▶ [Page excerpt]:
# # #
Short reply for now... will get into more details when I'm not so "squeezed" for time.
For instance the trick about "@textvar[0]" to not have every character individually enclosed in single quotes is quite useful
While it might be worth advertising, I wouldn't name it a "trick".
It is normal pascal syntax. You simply watch an expression that returns a "pchar" => so you get to see a pchar. (which is displayed as string)
I agree, "trick" isn't really a good description but, I can't think of a good one at this time. "options" maybe ?
Maybe you can open a new topic on that (and moderate the topic), and see what others think.
I intend to do that. Hopefully today or tomorrow.
In general, the debugger has tons of features that are probably seldom used.
I think the real challenge is in figuring out which features are seldom used because they are seldom needed compared to which features are seldom used because they are not common knowledge, e.g, the construct "Ptr[a..b]" is logical but, I didn't know about it and I wouldn't have thought of using it because it's not a valid Pascal statement. Constructions like that are debugging pearls, extremely useful.
# # #
▶ [Information shown]:
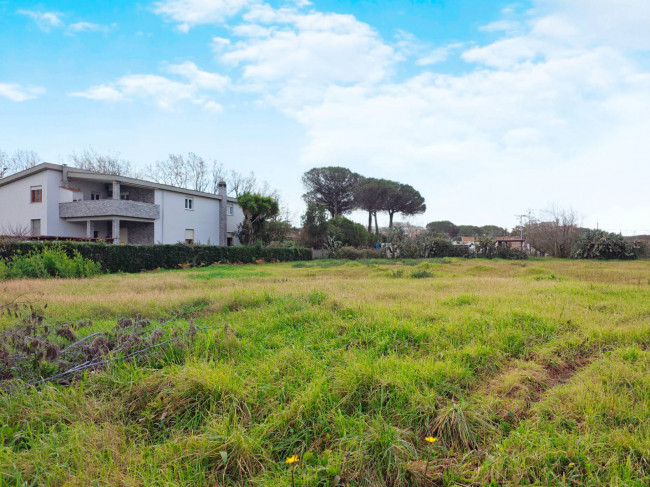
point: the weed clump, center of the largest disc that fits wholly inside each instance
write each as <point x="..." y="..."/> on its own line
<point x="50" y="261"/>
# # #
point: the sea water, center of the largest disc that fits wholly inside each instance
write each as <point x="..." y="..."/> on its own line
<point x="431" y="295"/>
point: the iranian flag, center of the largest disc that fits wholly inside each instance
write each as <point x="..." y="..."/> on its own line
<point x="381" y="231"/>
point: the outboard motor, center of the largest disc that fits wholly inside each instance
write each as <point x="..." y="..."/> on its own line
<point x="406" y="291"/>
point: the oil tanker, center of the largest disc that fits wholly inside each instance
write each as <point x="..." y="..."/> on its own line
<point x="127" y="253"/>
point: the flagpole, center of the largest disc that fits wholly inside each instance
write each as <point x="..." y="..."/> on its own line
# # #
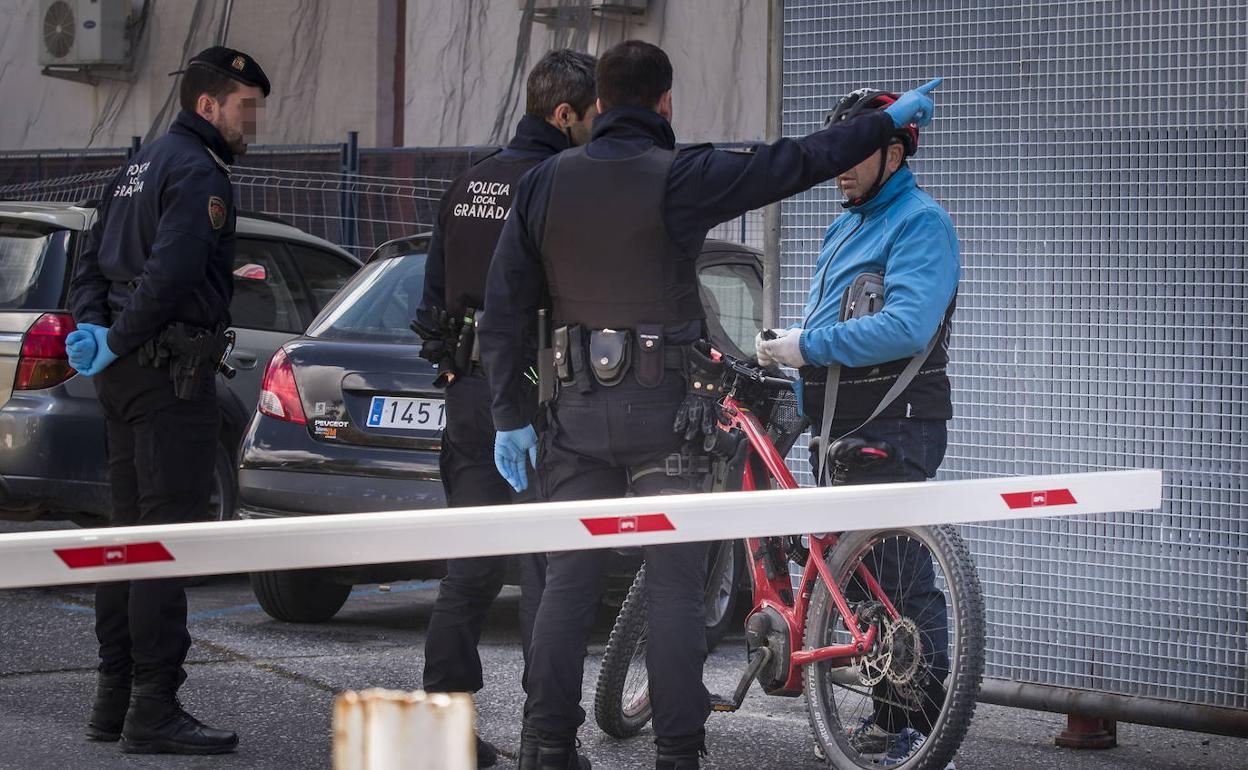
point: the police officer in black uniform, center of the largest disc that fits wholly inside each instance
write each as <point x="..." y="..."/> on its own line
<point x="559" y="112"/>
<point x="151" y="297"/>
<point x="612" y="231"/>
# # #
▶ [Work instructions]:
• a. Give every distinct term or expression that the debugger discussion encloses in double quotation marks, listing each only once.
• b. Write the next reply in the debugger discussion, starting after its final paragraph.

▶ [The replies]:
• a.
- squeezed
- @textvar[0]
- trick
- pchar
- options
- Ptr[a..b]

• b.
A related but slightly different note, I think that there is a natural fork occurring. By that I mean, FpDebug is really a different debugger than GDB and it will work differently, as a result, I believe that some features are forcefully going to be FpDebug only or GDB only and I think that's natural. Honestly, at this point, I care very little about GDB. I realize that's because on Windows FpDebug has gotten quite capable making GDB unnecessary but, that may not be the case on other platforms I don't use. The point here is, at least on Windows, I think GDB is, in the majority of cases, legacy stuff.
There are a couple of other things you said I should address, I intend to get to them as soon as reasonably convenient. There are too many things in my head and some are leaking
I like the new layout of the formatting options... I have about $0.02 worth of comments to mention... next post!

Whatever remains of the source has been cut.